What to work on:
[a] According to the mushroom cultivation page, since what year has Prosper KIYUKU headed the Food Microbiology Laboratory and Edible Mushroom research project at FABI?
[b] From the mushroom cultivation page, write out the passage between "About Prosper KIYUKU" and "at FAO Burundi.", inclusive, swapping "consultant" for "advisor".

*** Selected text ***

Home > Mushrooms cultivation and technology for food security and development

Mushrooms cultivation and technology for food security and development

Prosper KIYUKU, University of Burundi

Prosper KIYUKU

About Prosper KIYUKU : Holding a Master Degree in Applied Biology, option Microbial Ecology. Lecturer and researcher in microbiology as well as in mushrooms cultivation technology at the University of Burundi, Faculty of Agriculture and Bioengineering (FABI). Since 1996, head of Food Microbiology Laboratory and Edible Mushroom research project at FABI. Also consultant in mushromms cultivation technology, fisheries and aquaculture at FAO Burundi.



Title : The contribution of mushroom cultivation technology to food security and development in Africa


In many African countries, the majority of the population is living upon agriculture and livestock. However, in most cases the production is insufficient due to overpopulation, bad agricultural techniques and climate change which lead to food insecurity and a high malnutrition rate.

Facing such a situation, mushroom cultivation was identified in many countries as an alternative solution to increase and diversify food production, contribute to food and nutritional security because of the high nutritional value (proteins, vitamins, minerals, …), short cycle and high yield of edible mushrooms. It is also a source of income for many producers.

Research activities carried out by the university of Burundi allowed to produce good quality spawn using local ingredients (sorghum) as well as several mushroom species (Pleurotus ostreatus, P. cornucopiae, P. citrinopileatus, P. eryngii, Lentinula edodes, Ganoderma lucidum, Agaricus blazei) on local crop residues (cottonseed shells, bean straw, soya beans straw, corn cobs, rice and wheat straw, palm oil fibers, elephant grass, etc.) using simple techniques available in rural areas.

These results led to the creation of small-sized mushroom cultivation enterprises in Burundi and in other countries. This has contributed to food security and poverty alleviation in many households. Most of the used technologies are simple and could be easily extended to many other African countries.

*** End of Selected text ***
*** Material supplied ***

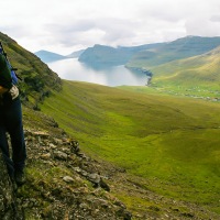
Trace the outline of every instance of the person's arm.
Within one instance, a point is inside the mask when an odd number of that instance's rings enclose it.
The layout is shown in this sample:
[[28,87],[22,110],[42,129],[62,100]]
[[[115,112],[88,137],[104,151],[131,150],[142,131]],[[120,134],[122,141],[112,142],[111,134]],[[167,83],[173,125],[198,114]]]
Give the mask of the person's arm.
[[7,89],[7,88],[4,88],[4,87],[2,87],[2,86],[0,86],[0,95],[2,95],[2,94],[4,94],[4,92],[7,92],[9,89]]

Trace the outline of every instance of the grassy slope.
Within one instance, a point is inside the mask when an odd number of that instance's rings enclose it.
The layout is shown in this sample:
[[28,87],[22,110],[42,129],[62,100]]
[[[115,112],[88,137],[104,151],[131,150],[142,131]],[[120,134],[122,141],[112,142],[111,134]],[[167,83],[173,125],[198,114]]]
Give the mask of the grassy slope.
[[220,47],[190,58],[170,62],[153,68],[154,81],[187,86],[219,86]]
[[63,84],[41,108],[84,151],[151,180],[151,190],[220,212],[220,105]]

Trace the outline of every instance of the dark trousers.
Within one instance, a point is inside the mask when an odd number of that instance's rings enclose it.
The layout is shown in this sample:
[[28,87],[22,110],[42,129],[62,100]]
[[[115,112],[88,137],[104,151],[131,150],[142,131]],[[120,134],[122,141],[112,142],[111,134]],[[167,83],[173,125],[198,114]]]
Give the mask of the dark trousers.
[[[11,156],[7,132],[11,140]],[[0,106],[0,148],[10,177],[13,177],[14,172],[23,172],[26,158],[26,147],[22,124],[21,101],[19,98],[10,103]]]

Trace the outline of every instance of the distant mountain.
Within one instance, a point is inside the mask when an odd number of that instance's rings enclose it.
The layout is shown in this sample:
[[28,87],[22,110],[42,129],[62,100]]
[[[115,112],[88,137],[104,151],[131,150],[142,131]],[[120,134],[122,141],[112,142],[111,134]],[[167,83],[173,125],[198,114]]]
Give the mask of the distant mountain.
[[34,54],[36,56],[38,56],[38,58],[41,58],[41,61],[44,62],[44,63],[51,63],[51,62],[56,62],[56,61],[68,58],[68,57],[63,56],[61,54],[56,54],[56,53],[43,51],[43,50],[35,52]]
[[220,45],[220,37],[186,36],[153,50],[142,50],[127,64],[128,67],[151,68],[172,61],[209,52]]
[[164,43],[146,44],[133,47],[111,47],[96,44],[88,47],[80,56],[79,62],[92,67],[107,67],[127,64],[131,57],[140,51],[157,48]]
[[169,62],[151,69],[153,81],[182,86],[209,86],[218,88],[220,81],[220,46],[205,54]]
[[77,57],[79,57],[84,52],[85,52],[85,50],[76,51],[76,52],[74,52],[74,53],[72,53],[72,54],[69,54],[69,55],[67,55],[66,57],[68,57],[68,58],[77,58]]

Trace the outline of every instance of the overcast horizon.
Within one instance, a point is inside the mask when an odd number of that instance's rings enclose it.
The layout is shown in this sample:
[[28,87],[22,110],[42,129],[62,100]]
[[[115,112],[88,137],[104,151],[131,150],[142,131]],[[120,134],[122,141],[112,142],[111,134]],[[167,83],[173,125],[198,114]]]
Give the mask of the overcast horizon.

*** End of Material supplied ***

Answers for this exercise:
[a] Since 1996.

[b]
About Prosper KIYUKU : Holding a Master Degree in Applied Biology, option Microbial Ecology. Lecturer and researcher in microbiology as well as in mushrooms cultivation technology at the University of Burundi, Faculty of Agriculture and Bioengineering (FABI). Since 1996, head of Food Microbiology Laboratory and Edible Mushroom research project at FABI. Also advisor in mushromms cultivation technology, fisheries and aquaculture at FAO Burundi.